:: Provided passage ::
Facilities management healthcare case study showing a picture of a speeding ambulance

Bart’s Health NHS Trust

“Neller Davies understand facilities management, how it impacts our core business and how, delivered correctly, it can have positive impacts on patient outcomes.  Their involvement and guidance in our FM journey over the last 24 months has seen: a more cost effective service, more streamlined FM supply chain, dramatic improvements in the quality of service delivery and alignment amongst a diverse stakeholder group behind our FM Strategy.  Perhaps most importantly, our patients are beginning to see positive results at the point of service delivery.  It has been a huge pleasure working with the team at Neller Davies. I cannot recommend them highly enough.”

Olu Alaka, Deputy Director of Estates and Facilities

The Scope

FM soft services including patient & retail catering, cleaning, security & portering

The largest NHS Trust in England

2000 patients per day

Contract procurement worth £600m over 10 years

15,000 staff serving 2.5m people in East London & The City

Six sites across newly formed Trust estate

The Brief

Develop, procure and implement integrated Facilities Management Soft Services through competitive dialogue across the Estate to support patient care along with clinical and administrative functions

Recognise the diverse population in the City and East London and develop a retail solution which addresses the core staff, patient and visitor catering and non-food needs, bringing in recognisable brands and engaging with local SMEs and voluntary organisations

Develop a vision which places the sourcing of food produced at the very heart of the Trust’s strategy, enabling them to be better placed to meet CQUIN targets outlined by NHS England and ensure that patient catering meets “the last nine yards” service approach and the “power of three” by bringing clinical, dietetic and catering teams together

Deliver better quality with higher commercial return to be reinvested into clinical care

Create a closer focus on creating social and community value

The Outcomes

Improved quality and cost efficiency from integration

Improved support for patient care

Delivered an integrated and consistent Facilities Services across a diverse Estate

Increased commercial return from Retail Services

Enhanced corporate & social responsibility credentials with a focus on community engagement

Increased ownership of food policy by multi-disciplinary team from the outset through early stakeholder engagement

Introduced industry-first “Operators Choice” model to encourage SMEs into sector

Facilitated collaboration between two Trusts

Overview

Neller Davies was specifically engaged to programme manage the procurement of Facilities Management services across the newly expanded Trust which included St Bartholomew’s, the Royal London, Whipp’s Cross, Mile End and Newham University Hospitals.  This was a complex transfer from Trust and PFI buildings and a new service provision being phased over 2016/7.  We were appointed partly due to our wealth of experience at several other large acute Trusts.
:::
:: Exercise data ::
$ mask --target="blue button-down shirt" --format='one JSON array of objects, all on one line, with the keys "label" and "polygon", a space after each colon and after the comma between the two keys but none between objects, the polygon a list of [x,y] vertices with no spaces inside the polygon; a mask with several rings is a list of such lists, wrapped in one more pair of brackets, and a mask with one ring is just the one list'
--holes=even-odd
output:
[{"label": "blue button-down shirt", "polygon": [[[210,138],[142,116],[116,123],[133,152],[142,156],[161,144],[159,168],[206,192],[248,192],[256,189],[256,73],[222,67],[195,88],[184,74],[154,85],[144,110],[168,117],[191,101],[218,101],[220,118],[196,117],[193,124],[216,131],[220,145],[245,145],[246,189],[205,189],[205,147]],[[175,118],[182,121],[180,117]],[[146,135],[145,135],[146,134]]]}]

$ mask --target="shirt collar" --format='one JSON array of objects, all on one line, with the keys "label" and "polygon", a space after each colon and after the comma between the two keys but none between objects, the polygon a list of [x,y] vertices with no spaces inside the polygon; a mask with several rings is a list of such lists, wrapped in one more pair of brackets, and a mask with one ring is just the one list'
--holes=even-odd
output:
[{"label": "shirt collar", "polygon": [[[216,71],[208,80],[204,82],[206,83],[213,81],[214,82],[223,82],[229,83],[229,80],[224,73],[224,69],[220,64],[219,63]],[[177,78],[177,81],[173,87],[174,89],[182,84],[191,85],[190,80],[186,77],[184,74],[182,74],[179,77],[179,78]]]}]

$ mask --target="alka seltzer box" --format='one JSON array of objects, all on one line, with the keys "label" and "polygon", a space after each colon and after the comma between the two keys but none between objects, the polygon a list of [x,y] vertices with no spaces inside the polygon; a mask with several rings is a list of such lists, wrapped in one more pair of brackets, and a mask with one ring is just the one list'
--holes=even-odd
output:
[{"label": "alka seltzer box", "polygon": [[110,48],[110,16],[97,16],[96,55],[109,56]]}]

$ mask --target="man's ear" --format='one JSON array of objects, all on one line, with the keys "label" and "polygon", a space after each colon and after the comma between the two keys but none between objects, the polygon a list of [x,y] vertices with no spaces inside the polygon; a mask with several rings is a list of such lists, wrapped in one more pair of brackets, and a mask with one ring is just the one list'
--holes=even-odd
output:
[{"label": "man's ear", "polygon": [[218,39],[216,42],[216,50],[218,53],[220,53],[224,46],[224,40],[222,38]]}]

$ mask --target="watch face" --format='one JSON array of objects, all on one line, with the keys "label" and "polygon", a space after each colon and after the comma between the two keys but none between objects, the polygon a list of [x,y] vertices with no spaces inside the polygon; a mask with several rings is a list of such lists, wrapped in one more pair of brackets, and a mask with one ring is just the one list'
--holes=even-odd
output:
:::
• Check your understanding:
1. Please rewrite part of the Bart’s Health NHS Trust case study, starting with "Neller Davies was" and going on through "large acute Trusts.", with "complex" changed to "challenging".
2. Resume the Bart’s Health NHS Trust case study from the point where it stops.

• Solved problems:
1.
Neller Davies was specifically engaged to programme manage the procurement of Facilities Management services across the newly expanded Trust which included St Bartholomew’s, the Royal London, Whipp’s Cross, Mile End and Newham University Hospitals.  This was a challenging transfer from Trust and PFI buildings and a new service provision being phased over 2016/7.  We were appointed partly due to our wealth of experience at several other large acute Trusts.

2.
The services included Healthcare, Cleaning, Portering, Patient Dining, Security and Laundry & Linen.  Services were provided to more than 2000 patients per day across the Trust’s six sites.

Over an eighteen month period we developed detailed specifications in conjunction with Trust stakeholders.  This was a painstaking exercise of workshops, multiple procurement phases and dialogue with shortlisted bidders.  The programme also included the development of a detailed commercial model, close liaison with legal teams and regular interface with Trust Boards.

Neller Davies was engaged to initially support the Trust with the development of a vision for the provision of food services across the six sites  within the Trust estate. The vision aimed to encourage cross-departmental buy-in and collaboration and to act as a framework for continuous development.

Neller Davies also introduced its ‘Operators Choice’ model to the brief which requires that 25% of food and non-food service provision comes from the community via SMEs, social enterprises and volunteers. The principal operator ensures they are all pre-vetted,  prominently located, and enables them to trade 25% of the core opening times.

The consequential result of this project has been the development of a service which will have a positive impact on patient care.  Food will be of a better quality delivering nutritional benefits and teams will experience higher productivity through being focused on patient care and wellbeing.  Commercially the strategy will deliver enhanced financial returns that can be reinvested in to core clinical services.

The contracts, which cover all facilities soft services, is worth over £600m over a 10-year contract period.